Sauvage (film de Camille Vidal-Naquet) / La nuit vient (roman de John Rechy)
Sauvage, film de Camille Vidal-Naquet que j’ai vu l’année dernière et La nuit vient (The Coming of the Night, 1999. 2001 chez Balland) roman de John Rechy que je lis en ce moment, suite à un article de Vanity Fair, parlent plus ou moins de la même chose : les amours entre hommes et la prostitution masculine.
Léo, joué par le très beau et passionné Félix Maritaud, se prostitue dans les allées d’un bois parisien. SDF, sans famille, il fume du crack pour tenir le coup et s’accroche à un de ses voisins d’allée, Ahd (Eric Bernard), qui est lui très détaché par rapport à sa pratique et prétend être homosexuel uniquement pour l’argent. On suit quelques semaines de la vie de ce jeune homme déraciné, dont on ne sait rien et qui ne parle jamais de lui, ni à ses clients, ni au médecin qu’il consulte, ni même à l’homme plus âgé qui le recueille, l’héberge, le remet en forme. Léo semble sinon être attiré par le gouffre de la perdition et l’abîme de l’humiliation -ce serait une vision trop romantique et trop intellectualisée de son vécu – que mu par une sorte d’indifférence à son sort doublée, paradoxalement, d’une recherche d’affection et de tendresse. Affection et tendresse que, pourtant, il n’arrive pas à accepter quand elles arrivent dans sa vie. C’est un film très dur, très réaliste, tourné presque comme un documentaire.
La scène avec le couple de garçons est particulièrement violente.

§ **Données fournies**:
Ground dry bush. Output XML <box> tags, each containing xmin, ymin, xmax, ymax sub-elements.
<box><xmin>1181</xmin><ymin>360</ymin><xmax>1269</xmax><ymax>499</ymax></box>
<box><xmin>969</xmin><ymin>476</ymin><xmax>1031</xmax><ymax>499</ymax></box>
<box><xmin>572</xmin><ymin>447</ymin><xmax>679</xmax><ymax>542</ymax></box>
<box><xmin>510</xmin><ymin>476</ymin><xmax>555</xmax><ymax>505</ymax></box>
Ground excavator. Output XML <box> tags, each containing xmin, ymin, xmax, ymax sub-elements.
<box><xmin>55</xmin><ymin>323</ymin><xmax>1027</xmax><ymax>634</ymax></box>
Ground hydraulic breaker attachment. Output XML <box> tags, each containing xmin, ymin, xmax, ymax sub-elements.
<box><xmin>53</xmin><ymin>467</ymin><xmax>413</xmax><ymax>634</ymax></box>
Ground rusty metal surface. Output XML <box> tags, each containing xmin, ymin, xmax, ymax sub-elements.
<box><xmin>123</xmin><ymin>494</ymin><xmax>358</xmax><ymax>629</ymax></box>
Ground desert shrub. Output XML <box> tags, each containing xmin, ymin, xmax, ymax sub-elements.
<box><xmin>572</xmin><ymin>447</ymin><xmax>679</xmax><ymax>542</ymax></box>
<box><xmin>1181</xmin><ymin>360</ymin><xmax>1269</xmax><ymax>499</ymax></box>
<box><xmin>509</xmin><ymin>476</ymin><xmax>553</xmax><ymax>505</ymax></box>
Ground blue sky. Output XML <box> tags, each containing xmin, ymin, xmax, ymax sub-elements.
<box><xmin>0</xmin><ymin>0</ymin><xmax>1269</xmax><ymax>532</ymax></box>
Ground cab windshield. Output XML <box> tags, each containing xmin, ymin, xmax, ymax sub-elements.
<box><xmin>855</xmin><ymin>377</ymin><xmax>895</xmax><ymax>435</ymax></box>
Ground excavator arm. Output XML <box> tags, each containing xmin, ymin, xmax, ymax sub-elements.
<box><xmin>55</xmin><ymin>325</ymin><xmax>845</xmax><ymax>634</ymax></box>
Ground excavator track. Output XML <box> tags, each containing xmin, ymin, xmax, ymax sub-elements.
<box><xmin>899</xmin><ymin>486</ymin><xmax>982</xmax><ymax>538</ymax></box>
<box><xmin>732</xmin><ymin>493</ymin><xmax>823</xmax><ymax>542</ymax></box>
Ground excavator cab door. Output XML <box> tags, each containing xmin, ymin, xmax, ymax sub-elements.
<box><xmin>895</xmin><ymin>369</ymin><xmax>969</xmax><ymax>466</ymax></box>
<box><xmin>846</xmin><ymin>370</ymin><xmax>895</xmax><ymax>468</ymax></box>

§ **Les consignes**:
1 - D'après la critique de Sauvage et de La nuit vient, pourquoi Léo fume-t-il du crack ? Répondez en une à trois phrases.
2 - Dans la critique de Sauvage et de La nuit vient, quel acteur interprète Léo ?
3 - Poursuivez la critique de Sauvage et de La nuit vient à partir de sa dernière phrase.
Les données fournies ne sont pas nécessaires pour ce travail.

§ **Réponses**:
1 - Léo fume du crack pour tenir le coup. Il est sans abri, sans famille, et se prostitue dans les allées d'un bois parisien.

2 - Félix Maritaud.

3 -
Humilié, rabaissé, Léo ne peut même pas se défendre face à ses « clients ». On est bien loin de la vision romancée que donnait La dérobade (film de Daniel Duval avec Miou Miou en 1979, sans parler de Pretty Woman de Garry Marshall avec Richard Gere et Julia Roberts).
Pas de mac pour protéger ces prostitués.
La seule issue semble être de trouver un « vieux », un Sugar Daddy comme disent les Américains, pour enfin quitter la rue.
Les critiques avaient été partagées. C’est un film qui pourrait presque être un documentaire : tragique et réaliste.
Mais que peuvent devenir ces jeunes prostitués quand ils vieillissent?
La question de l’âge est au coeur du roman La nuit vient de John Rechy.
Rechy, 87 ans aujourd’hui, est un personnage comme seule l’Amérique sait en produire : prostitué pendant des années (jusqu’à ce qu’il ait 50 ans environ), romancier et enseignant en faculté. Ce qui semble inimaginable en France : prostitué et enseignant dans une grande faculté….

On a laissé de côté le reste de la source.